Recast all the rows below as a two-column CSV headed task,answer, one line per row. Put each row's text under task and its answer under answer, each in a single quoted field with line breaks replaced by spaces.

Items:
• • •

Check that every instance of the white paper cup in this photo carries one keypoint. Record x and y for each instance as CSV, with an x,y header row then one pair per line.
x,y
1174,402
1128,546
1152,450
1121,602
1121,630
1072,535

• • •

Task result:
task,answer
"Check that every instance of the white paper cup in this photo carries one keypoint. Record x and y for each instance as CSV, with an x,y header row then one pair per line.","x,y 1174,402 1128,546 1152,450 1121,602 1121,630 1072,535"